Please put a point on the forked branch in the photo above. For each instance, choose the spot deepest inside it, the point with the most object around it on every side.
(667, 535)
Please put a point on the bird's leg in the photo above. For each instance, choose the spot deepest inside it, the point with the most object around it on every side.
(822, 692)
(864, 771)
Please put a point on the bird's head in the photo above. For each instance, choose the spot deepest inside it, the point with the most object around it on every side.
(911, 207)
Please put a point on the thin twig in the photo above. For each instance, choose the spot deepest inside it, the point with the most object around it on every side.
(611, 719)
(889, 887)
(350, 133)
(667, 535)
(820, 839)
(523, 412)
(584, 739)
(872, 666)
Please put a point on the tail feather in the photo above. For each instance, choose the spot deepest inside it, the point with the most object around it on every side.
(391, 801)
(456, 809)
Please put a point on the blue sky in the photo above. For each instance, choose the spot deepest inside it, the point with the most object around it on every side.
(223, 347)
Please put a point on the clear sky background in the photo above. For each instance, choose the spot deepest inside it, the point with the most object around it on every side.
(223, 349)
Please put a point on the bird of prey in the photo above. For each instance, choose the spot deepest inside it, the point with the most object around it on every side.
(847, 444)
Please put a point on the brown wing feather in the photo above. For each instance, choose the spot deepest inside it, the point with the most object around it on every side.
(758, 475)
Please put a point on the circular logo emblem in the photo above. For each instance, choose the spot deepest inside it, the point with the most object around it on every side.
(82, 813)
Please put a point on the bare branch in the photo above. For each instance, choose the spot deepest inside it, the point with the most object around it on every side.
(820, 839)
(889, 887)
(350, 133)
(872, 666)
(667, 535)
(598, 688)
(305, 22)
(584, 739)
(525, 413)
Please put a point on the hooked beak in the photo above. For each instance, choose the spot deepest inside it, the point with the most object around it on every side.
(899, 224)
* * *
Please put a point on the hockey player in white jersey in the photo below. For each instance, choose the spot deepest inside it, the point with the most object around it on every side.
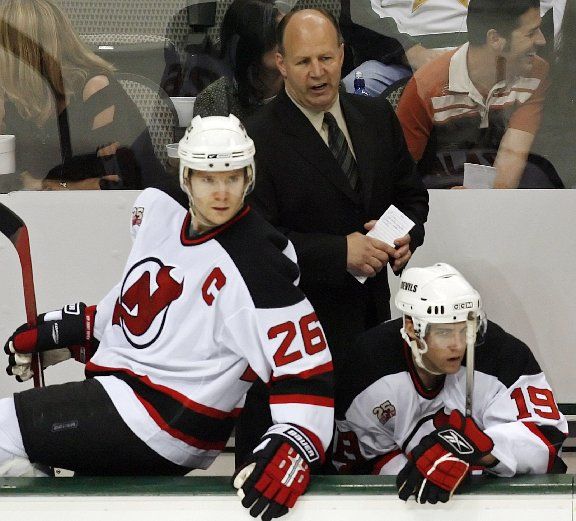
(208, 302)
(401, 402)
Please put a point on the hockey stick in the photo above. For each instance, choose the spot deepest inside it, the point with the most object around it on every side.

GIVEN EXERCISE: List every line of the material above that contains the word "bird".

ANSWER:
Please put a point on the bird's leg in the photo above. For each instance, choose the spot deepest inside it, the point with the most object around it on every side.
Please put a point on the bird's head in the photo above. For each instance, choose the spot deepest inside it, the point with the most object around it on every side.
Please put a point on the bird of prey in the photo above. For each instance, choose the spot deepest inside it, the point with the most object around it on every side.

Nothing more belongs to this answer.